Задание 1:
Приведите каждую строку записей, в которой встречается слово «this».
-*-*-
Что он собой представлял? Беседовский подробно описывает процедуру «тщательно организованного контроля».

Посетителю пришлось оставить свой дипломатический паспорт внизу, в помещении комендатуры, где ему дали пропуск, после чего при входе в здание ЦК дежурный чиновник кремлевской охраны подверг его внимательному расспросу и довольно долгому разглядыванию.

— Я чувствовал, что ему очень хотелось попросить меня открыть мой портфель, — вспоминает Беседовский, — но он не решился, очевидно, предъявить такое требование, а на предложенные мне несколько вопросов я ответил в сухом тоне и попросил не задерживать меня по пустякам.

Ему даже не предложили открыть портфель, в котором могло быть все, что угодно, — револьвер, бомба, граната, кинжал. Сравните с нынешней практикой пропуска в государственные учреждения!

Что касается пешего хождения вождя по улицам Москвы, то оно было прекращено решением Политбюро 18 ноября 1931 года. В архиве высшего коллегиального органа партии, перешедшего по принадлежности президенту Российской Федерации, хранится документ, проливающий свет на обстоятельства, в силу которых Совнарком и Политбюро вынуждены были принять дополнительные меры по обеспечению безопасности руководителя страны.

«Членам ПБ. Пешее хождение т. Сталина по Москве надо прекратить» — такую резолюцию начертал В. Молотов на записке ОГПУ за N 40919 от 18 ноября 1931 года. Ниже стоят подписи Л. Кагановича, М. Калинина, В. Куйбышева и А. Рыкова.

Записка, а перед нами подлинник, была адресована Сталину. Подписал ее заместитель председателя ОГПУ И. Акулов.

Один из руководителей секретного политического ведомства информировал секретаря ЦК ВКП(б) Сталина о том, что Лубянка некоторое время назад получила из заслуживающих доверия источников достоверные сведения о скором прибытии в Москву некоего лица, направленного на нашу территорию английской разведкой. Данное лицо явится для установления связи и передачи конфиденциальных поручений.

ОГПУ хорошо подготовилось к приему гостя. Хозяином явочной квартиры, куда должен был прийти человек из-за кордона, являлся агент Лубянки.

Не подозревавший об этом террорист 12 ноября постучал в дверь явочной квартиры. Гость и хозяин обменялись условленными паролями. Прибывший оказался белым офицером, секретным сотрудником английской разведки, работавшим по линии РОВС — Русского общевоинского союза, образованного в эмиграции в 1924 году, и по линии нефтяной секции Торгпрома, созданной П. Гукасовым. Имя этого крупного бакинского промышленника было хорошо известно в ОГПУ. После Октябрьской революции Гукасов, занимавший пост председателя Русского торгово-промышленного банка, эмигрировал во Францию, где с двадцатых годов принимал активное участие в деятельности антисоветского «Торгово-промышленного комитета».

С момента появления закордонного гостя он по наводке хозяина явочной квартиры был взят под тщательное наружное и внутреннее наблюдение.
-*-*-
Задание 2:
Продолжите текст о записке ОГПУ и прекращении пешего хождения Сталина по Москве, начав сразу после его последнего предложения.

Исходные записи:
-*-*-
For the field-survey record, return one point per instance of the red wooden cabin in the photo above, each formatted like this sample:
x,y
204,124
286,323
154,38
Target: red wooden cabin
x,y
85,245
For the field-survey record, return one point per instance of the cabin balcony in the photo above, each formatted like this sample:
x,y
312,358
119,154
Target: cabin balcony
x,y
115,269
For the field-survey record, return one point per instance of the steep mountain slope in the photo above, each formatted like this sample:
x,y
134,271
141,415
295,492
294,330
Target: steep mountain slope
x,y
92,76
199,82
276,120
-*-*-
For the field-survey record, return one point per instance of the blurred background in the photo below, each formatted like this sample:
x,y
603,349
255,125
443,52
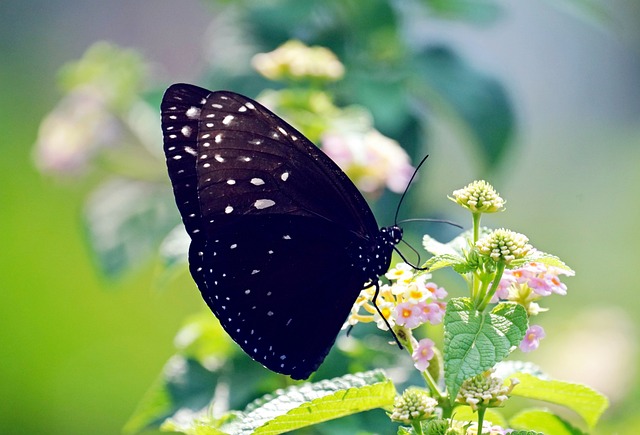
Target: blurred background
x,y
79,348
-*-*-
Ответ на задание 1:
For the field-survey record, return one point per instance of the red wooden cabin in the photo above, each formatted like this sample:
For the field-survey record, return one point per instance of the cabin balcony in the photo above, each formatted like this sample:
For the field-survey record, return one point per instance of the steep mountain slope in the photo above, each formatted like this sample:
For the field-survey record, return one point per instance of the blurred background in the photo below, each formatted like this sample:

Ответ на задание 2:
Шестнадцатого ноября гость, не подозревая в приютившем его хозяине агента ОГПУ, предложил ему прогуляться по Ильинке. В 15 часов 35 минут около дома N 5/2 напротив Старогостиного двора, увидев идущего навстречу человека в военной шинели, старой заячьей шапке-ушанке и в мягких кавказских сапогах, спутник агента Лубянки внезапно выхватил из кармана револьвер.

Агент ОГПУ моментально узнал человека, в которого намеревался выстрелить его спутник. Это был Сталин. Чекист преодолел оцепенение и схватил за руку своего постояльца. Выстрела, к счастью, не последовало. Попытка теракта была предотвращена.

Террориста, покушавшегося на жизнь вождя, скрутили и доставили на Лубянку. Там он назвал свою фамилию — Огарев. Его допросили, сфотографировали и поместили в камеру.

Заместитель председателя ОГПУ И. Акулов к своему спецсообщению приложил и фотокарточку арестованного. Она тоже сохранилась в архиве.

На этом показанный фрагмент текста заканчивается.